*** Data under study ***
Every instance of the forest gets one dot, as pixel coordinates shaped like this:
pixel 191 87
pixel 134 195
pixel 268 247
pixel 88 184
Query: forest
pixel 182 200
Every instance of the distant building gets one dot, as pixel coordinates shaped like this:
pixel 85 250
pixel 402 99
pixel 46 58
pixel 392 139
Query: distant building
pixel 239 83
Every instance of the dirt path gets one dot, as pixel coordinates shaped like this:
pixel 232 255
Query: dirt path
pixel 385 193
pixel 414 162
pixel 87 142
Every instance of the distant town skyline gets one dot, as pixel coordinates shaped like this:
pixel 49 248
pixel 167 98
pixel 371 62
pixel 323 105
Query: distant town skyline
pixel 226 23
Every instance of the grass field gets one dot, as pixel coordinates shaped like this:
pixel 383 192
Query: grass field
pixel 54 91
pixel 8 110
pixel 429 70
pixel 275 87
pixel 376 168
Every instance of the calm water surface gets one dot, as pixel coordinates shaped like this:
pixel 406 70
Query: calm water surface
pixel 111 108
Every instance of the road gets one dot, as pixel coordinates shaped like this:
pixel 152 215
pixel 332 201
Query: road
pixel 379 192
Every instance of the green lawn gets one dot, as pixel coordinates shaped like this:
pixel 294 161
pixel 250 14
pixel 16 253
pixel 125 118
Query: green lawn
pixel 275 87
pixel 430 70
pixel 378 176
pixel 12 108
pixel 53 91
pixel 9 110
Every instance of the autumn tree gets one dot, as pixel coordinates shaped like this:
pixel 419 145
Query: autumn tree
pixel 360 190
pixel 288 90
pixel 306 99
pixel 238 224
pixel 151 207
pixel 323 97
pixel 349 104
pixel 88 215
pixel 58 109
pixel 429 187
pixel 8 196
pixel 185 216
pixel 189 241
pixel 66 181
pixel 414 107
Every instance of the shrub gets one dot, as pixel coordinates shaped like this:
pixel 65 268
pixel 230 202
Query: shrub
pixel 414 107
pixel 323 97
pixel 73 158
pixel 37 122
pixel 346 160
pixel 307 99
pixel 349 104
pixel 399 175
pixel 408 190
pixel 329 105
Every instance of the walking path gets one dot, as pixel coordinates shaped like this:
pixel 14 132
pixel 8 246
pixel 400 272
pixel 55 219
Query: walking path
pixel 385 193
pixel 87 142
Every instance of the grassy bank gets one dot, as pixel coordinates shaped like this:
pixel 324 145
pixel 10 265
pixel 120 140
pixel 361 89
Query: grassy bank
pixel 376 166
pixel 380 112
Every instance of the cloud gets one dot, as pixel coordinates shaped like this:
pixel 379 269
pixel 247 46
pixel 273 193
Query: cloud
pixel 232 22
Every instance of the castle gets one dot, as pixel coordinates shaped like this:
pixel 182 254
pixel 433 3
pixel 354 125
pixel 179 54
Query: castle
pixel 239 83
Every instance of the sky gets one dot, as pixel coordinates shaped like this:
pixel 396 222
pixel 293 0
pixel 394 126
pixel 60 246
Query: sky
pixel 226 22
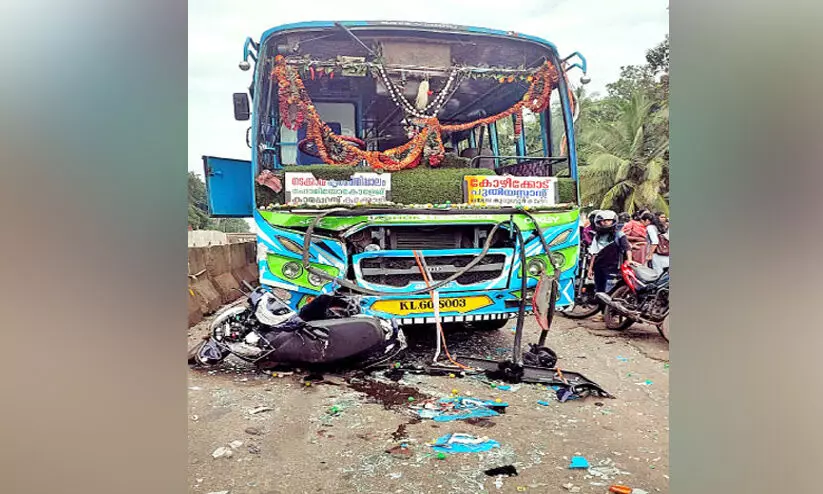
***
Restate the entire listing word for word, excluding pictures.

Every instance of the forest gets one dot, as pixel coordinates shaped like this:
pixel 191 87
pixel 134 195
pixel 268 247
pixel 88 184
Query: forest
pixel 182 200
Every instance of the distant building gets one dot, as pixel coordinates shaped like this:
pixel 85 250
pixel 402 99
pixel 46 58
pixel 392 139
Query: distant building
pixel 239 83
Every instance of the dirt path gets one dot, as pixel coordinates shaped like this:
pixel 232 255
Query: dirt path
pixel 385 193
pixel 414 162
pixel 87 142
Every instance of the distant town skyline gets one dot, as pixel coordinates shaped like this:
pixel 49 248
pixel 167 98
pixel 371 62
pixel 323 105
Query: distant town skyline
pixel 226 23
Every instance of the grass field gets one dot, as pixel coordinates shaped like this:
pixel 383 192
Query: grass field
pixel 54 91
pixel 8 110
pixel 429 70
pixel 275 87
pixel 376 168
Every instance of the calm water surface gets one dot, as pixel coordinates shaped like this:
pixel 406 70
Query: calm water surface
pixel 111 108
Every instance of the road gets one dot, as pixel coordinates shaped like this:
pixel 152 215
pixel 332 201
Query: road
pixel 379 192
Every instance of the green lawn gets one dot, as pixel coordinates shaped like this:
pixel 294 161
pixel 250 14
pixel 16 253
pixel 125 118
Query: green lawn
pixel 275 87
pixel 430 70
pixel 378 176
pixel 12 108
pixel 53 91
pixel 9 110
Every instance of the autumn tree gets one dot, as pixel coordinates shaped like this:
pixel 419 145
Query: autumn tree
pixel 360 190
pixel 288 90
pixel 306 99
pixel 238 224
pixel 151 207
pixel 323 97
pixel 349 104
pixel 88 215
pixel 58 109
pixel 429 187
pixel 8 196
pixel 185 216
pixel 189 241
pixel 66 181
pixel 414 107
Every instance of the shrub gets one dot, as pixel coordinates shaped like this:
pixel 65 268
pixel 230 202
Query: shrub
pixel 414 107
pixel 323 97
pixel 73 158
pixel 37 122
pixel 346 160
pixel 307 99
pixel 349 104
pixel 399 175
pixel 408 190
pixel 329 105
Every instance of the walking path gets one dot, as pixel coordinates shaped like this:
pixel 14 132
pixel 8 246
pixel 400 272
pixel 55 219
Query: walking path
pixel 385 193
pixel 87 142
Every instance of the grassy bank gets one dot, as pixel coordinates shaped like this:
pixel 324 145
pixel 10 265
pixel 120 140
pixel 361 89
Query: grassy bank
pixel 376 166
pixel 380 112
Every instance of the cloud gets one dot, as pixel coordinates shaped like this:
pixel 379 269
pixel 247 46
pixel 273 193
Query: cloud
pixel 232 22
Every instance of the castle gets one dot, as pixel coordinates shaped like this:
pixel 182 254
pixel 433 3
pixel 354 125
pixel 179 54
Query: castle
pixel 239 83
Every instance of the sky gets one dot, as pixel coordinates shaped like this:
pixel 396 222
pixel 293 0
pixel 394 126
pixel 60 246
Query: sky
pixel 226 22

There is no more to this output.